> **Data supplied**:

━━━

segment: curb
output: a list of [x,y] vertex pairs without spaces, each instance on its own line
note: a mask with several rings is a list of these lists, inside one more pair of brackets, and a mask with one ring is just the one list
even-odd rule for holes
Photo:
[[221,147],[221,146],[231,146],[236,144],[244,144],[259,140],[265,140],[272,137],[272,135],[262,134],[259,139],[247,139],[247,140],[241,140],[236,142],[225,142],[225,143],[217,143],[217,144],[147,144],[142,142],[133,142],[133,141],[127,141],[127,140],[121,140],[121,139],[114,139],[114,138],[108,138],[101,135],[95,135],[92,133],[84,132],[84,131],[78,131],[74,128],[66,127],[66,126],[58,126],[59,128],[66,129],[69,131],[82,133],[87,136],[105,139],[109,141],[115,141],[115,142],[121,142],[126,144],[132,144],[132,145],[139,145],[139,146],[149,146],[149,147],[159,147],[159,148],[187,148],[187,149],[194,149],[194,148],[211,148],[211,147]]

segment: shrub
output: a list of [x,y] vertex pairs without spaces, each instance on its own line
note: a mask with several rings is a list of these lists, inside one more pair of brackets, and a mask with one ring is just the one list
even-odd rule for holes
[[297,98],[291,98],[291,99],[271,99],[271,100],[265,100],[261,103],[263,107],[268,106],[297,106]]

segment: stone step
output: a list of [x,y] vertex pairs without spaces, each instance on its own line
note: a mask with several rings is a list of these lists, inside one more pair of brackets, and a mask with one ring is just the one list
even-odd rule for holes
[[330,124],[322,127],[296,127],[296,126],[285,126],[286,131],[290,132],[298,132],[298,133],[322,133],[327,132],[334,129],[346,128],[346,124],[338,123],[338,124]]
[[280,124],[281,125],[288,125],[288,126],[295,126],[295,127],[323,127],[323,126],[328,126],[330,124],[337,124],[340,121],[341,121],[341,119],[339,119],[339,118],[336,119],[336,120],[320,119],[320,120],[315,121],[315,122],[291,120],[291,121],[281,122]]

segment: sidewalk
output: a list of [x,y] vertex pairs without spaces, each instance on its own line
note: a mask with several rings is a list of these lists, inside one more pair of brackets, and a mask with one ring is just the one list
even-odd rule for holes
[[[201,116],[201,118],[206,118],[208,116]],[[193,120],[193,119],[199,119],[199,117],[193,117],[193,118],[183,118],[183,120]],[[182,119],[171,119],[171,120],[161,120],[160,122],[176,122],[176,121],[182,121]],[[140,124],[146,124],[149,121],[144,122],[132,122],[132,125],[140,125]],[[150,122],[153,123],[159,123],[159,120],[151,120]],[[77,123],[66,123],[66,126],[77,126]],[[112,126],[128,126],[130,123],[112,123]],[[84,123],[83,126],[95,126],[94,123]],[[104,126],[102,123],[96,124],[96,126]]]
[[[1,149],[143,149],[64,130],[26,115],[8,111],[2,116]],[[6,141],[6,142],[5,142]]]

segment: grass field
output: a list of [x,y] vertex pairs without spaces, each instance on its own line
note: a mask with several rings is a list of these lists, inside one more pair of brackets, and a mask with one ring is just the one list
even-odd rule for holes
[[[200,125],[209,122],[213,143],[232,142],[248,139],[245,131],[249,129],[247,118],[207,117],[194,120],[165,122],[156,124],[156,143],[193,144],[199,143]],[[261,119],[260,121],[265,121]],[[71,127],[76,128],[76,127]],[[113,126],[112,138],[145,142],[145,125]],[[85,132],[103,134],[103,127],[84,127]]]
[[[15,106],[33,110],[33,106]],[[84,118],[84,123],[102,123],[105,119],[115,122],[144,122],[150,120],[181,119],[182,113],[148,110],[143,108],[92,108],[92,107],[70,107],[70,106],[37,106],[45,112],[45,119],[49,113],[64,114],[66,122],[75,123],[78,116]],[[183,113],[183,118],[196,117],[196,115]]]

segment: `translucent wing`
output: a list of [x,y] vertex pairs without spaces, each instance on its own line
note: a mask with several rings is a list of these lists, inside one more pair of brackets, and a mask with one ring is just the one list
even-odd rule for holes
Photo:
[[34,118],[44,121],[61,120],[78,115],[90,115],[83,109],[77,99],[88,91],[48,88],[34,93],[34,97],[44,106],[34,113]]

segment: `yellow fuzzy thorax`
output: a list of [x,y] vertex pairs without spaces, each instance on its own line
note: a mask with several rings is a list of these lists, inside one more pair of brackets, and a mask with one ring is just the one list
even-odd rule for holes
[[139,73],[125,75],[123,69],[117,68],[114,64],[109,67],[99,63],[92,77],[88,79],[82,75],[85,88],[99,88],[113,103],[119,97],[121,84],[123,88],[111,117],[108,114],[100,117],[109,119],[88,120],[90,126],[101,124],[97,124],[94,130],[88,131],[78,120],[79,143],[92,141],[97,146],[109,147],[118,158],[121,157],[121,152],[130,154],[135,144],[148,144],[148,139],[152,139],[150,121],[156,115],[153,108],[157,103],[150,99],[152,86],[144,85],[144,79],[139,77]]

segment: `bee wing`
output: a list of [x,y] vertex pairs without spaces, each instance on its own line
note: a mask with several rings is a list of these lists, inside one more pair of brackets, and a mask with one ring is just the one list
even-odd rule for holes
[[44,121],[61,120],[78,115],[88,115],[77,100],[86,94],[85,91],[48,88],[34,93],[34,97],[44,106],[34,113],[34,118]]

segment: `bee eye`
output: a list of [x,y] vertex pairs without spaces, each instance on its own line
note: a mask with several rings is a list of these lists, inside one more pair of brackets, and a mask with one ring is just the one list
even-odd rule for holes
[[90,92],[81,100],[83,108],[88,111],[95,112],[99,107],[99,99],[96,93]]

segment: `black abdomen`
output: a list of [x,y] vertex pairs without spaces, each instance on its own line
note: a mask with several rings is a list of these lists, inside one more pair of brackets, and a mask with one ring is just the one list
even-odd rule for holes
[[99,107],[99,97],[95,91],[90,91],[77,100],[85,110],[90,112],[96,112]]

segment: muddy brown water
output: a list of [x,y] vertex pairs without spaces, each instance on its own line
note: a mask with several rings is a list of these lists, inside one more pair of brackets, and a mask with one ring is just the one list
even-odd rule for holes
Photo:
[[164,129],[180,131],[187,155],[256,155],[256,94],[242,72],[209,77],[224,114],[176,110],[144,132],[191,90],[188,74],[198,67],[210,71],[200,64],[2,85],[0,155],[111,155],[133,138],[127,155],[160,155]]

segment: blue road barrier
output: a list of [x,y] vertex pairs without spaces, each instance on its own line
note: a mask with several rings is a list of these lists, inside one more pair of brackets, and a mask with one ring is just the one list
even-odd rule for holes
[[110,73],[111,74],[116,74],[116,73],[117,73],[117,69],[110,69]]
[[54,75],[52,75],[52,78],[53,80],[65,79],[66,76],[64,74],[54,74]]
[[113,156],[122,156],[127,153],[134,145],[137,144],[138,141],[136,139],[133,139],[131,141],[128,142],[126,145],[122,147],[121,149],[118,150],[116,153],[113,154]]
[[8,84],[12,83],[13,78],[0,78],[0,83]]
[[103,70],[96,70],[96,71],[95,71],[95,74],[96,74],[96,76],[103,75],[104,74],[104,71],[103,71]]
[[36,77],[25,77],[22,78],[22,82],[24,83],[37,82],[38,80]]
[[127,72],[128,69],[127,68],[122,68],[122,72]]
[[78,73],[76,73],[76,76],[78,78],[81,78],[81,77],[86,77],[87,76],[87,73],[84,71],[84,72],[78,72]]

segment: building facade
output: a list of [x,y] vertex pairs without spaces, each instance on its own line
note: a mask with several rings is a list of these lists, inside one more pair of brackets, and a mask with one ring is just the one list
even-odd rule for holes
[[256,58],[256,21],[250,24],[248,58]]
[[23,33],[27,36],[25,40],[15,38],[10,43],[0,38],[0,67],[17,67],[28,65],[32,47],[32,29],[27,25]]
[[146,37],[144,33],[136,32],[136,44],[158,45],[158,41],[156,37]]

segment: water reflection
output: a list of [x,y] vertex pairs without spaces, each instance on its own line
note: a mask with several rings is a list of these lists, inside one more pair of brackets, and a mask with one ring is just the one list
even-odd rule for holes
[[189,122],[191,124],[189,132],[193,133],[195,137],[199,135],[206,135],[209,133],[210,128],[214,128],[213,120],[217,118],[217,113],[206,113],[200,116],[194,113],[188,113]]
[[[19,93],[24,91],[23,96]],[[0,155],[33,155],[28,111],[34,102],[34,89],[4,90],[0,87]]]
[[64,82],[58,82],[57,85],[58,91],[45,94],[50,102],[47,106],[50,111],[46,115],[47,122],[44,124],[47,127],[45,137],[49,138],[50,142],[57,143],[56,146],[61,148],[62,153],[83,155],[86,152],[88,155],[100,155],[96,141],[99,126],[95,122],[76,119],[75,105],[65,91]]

━━━

> **Short task**:
Convert only the part that opens with the line containing "segment: building facade" and closes with the line containing "[[146,37],[144,33],[136,32],[136,44],[158,45],[158,41],[156,37]]" into a two-column CSV headed text and mask, with one row per item. Put the item's text and its answer each in a single quoted field, replacing line breaks with spaces.

> **Completed task**:
text,mask
"segment: building facade output: a list of [x,y] vertex pairs without spaces, each instance on its own line note: a mask with several rings is a list of these lists, inside one more pair of brackets, and a mask with one ring is just the one list even-odd rule for holes","[[256,58],[256,21],[250,24],[248,58]] [[23,33],[27,36],[25,40],[15,38],[10,43],[0,38],[0,67],[17,67],[28,65],[32,47],[32,29],[27,25]] [[146,37],[144,33],[136,32],[136,44],[158,45],[158,41],[156,37]]"